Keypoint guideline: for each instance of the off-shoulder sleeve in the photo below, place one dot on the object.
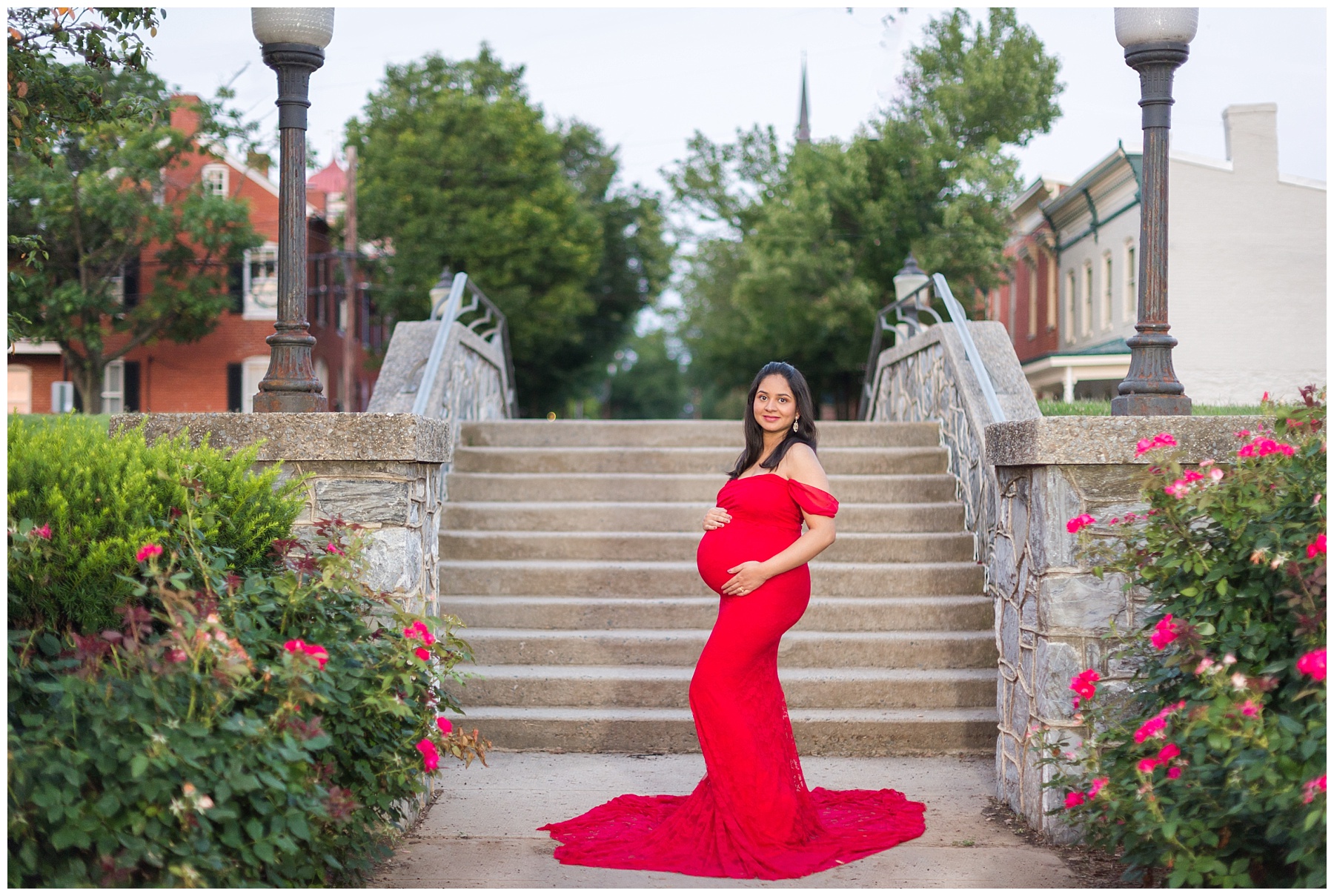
(812, 499)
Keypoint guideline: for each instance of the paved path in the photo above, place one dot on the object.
(480, 829)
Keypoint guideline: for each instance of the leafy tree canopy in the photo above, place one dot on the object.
(806, 242)
(458, 168)
(48, 95)
(110, 191)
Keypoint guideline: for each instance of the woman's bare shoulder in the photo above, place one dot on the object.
(802, 464)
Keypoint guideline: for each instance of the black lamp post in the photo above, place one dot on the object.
(293, 43)
(1157, 42)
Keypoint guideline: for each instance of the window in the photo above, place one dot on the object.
(1052, 292)
(215, 180)
(1086, 323)
(260, 283)
(1132, 283)
(1106, 291)
(113, 388)
(1032, 270)
(1070, 305)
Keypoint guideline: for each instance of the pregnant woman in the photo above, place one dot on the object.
(753, 815)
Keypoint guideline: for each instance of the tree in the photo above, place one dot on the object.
(807, 240)
(457, 168)
(108, 192)
(48, 96)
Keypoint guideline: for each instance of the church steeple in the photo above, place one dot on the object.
(803, 115)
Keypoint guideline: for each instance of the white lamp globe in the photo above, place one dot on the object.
(1149, 24)
(293, 24)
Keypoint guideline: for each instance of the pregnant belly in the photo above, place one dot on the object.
(735, 543)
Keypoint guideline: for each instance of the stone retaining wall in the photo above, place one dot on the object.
(382, 471)
(1052, 612)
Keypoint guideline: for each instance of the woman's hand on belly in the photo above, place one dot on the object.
(746, 577)
(715, 519)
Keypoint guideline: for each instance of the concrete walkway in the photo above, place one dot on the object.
(480, 829)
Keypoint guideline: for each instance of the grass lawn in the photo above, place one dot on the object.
(1055, 408)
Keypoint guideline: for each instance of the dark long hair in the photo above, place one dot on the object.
(805, 431)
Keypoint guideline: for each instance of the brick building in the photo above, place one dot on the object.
(222, 371)
(1027, 302)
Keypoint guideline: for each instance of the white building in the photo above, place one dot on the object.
(1245, 272)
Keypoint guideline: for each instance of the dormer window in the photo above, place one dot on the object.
(215, 180)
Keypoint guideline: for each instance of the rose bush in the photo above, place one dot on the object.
(227, 731)
(95, 500)
(1210, 767)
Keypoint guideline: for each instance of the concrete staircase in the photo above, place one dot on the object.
(568, 550)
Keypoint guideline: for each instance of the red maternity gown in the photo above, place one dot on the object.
(753, 815)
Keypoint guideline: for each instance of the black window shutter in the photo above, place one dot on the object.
(235, 285)
(233, 388)
(131, 385)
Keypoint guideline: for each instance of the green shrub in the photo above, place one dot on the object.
(1212, 766)
(102, 497)
(258, 731)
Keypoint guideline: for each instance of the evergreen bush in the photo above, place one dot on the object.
(1210, 769)
(258, 731)
(99, 497)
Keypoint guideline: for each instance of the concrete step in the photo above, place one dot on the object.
(855, 547)
(682, 647)
(626, 517)
(818, 732)
(695, 488)
(653, 686)
(947, 614)
(677, 579)
(927, 459)
(682, 434)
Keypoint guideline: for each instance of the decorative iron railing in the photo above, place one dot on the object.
(909, 325)
(455, 365)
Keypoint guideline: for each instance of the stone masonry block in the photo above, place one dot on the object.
(362, 500)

> EXERCISE BRIEF
The result should be the full listing, retyped exactly and free of pictures.

> YOUR SOLUTION
Keypoint guideline: for each instance of the off-shoulder sleeve in the photo below, place one dot on the object.
(812, 499)
Keypoint guideline: for each instance of the paved path in the photo above, place one dot on the object.
(480, 829)
Keypoint guideline: for each instance of the leafy tree canopy in the photo above, place one dot on the object.
(806, 242)
(458, 168)
(48, 95)
(110, 191)
Keypoint guideline: for each instance of the woman's bare shoulder in the photo above, place one dot on the object.
(802, 464)
Keypoint guideline: for each instance of the black lamp post in the photo above, place one dot on the object.
(293, 43)
(1157, 42)
Keypoint guideline: for each instance of the window in the photo above, place one dot on the object.
(1052, 292)
(215, 180)
(1086, 323)
(260, 283)
(1132, 283)
(1106, 291)
(113, 388)
(1032, 270)
(1070, 305)
Keypoint guideline: for each instance of the pregnant woman in the photo above, place one dot on the object.
(753, 815)
Keypoint guideline: for each instance of the tree in the photo above, place one dot on the object.
(807, 240)
(457, 168)
(108, 192)
(48, 96)
Keypoint guideline: for each instance of the church steeple in the photo above, place one dot on the object.
(803, 115)
Keypoint guideline: for each instance of the white lamp globe in the photo above, place one dot on the object.
(1149, 24)
(293, 24)
Keypoint guideline: for each instance of the pregnant belly in the photo above, place one dot on the object.
(735, 543)
Keypoint guideline: for each instance of the stone retaining wall in the photo above, place one dot on the object.
(382, 471)
(1052, 612)
Keypoint guideline: for each instance of the woman's hand on belly in the photo above, place one dot on the object.
(746, 577)
(715, 519)
Keypoint guideline: for each instance of the concrete walkway in the photo above, place one dot on the object.
(480, 829)
Keypoint guideline: for each instance of the grass lawn in the photo above, place one dot on the object.
(1055, 408)
Keypoint guideline: for each instance of the dark long hair in the photo above, place one dot on the object.
(805, 431)
Keypoint guideline: for each instance of the brick building in the photo above, place one dot on the object.
(222, 371)
(1027, 302)
Keypoint guideline: for each instance of the white building in the photo above, place one dot on the object.
(1245, 272)
Keypoint guideline: for each instance of the dormer window in the photo above, place one dot on the object.
(215, 180)
Keypoint guideline: for each instance of the rose bush in the photo above, place one dot on the object.
(227, 731)
(95, 500)
(1210, 767)
Keypoint guideline: for each instance of the concrete staircase in the photo above, place one dot on the object.
(568, 550)
Keypoint guideline: for each instance of the red maternity gown in the photo above, place one dot on the object.
(753, 815)
Keypoint guideline: for each instance of the black window shutter in the photo above, place one dot on the object.
(235, 285)
(233, 388)
(131, 385)
Keypoint guideline: for each instance of the green shrub in the photo above, place one dot on the object.
(1212, 766)
(102, 497)
(258, 731)
Keypoint guideline: for each instance of the evergreen bush in the photo above, place one dot on the object.
(1210, 769)
(258, 731)
(99, 497)
Keypoint guideline: for each instance of the concrete step in the photo above, place one dot on the object.
(855, 547)
(682, 647)
(626, 517)
(818, 732)
(695, 488)
(653, 686)
(947, 614)
(677, 579)
(927, 459)
(682, 434)
Keypoint guideline: for each instance of the decorative iron railing in the photo above, place one dot on the object.
(909, 325)
(455, 365)
Keypoint guideline: for each instance of the stone masonry block in the photo above, place one dot on the object.
(362, 500)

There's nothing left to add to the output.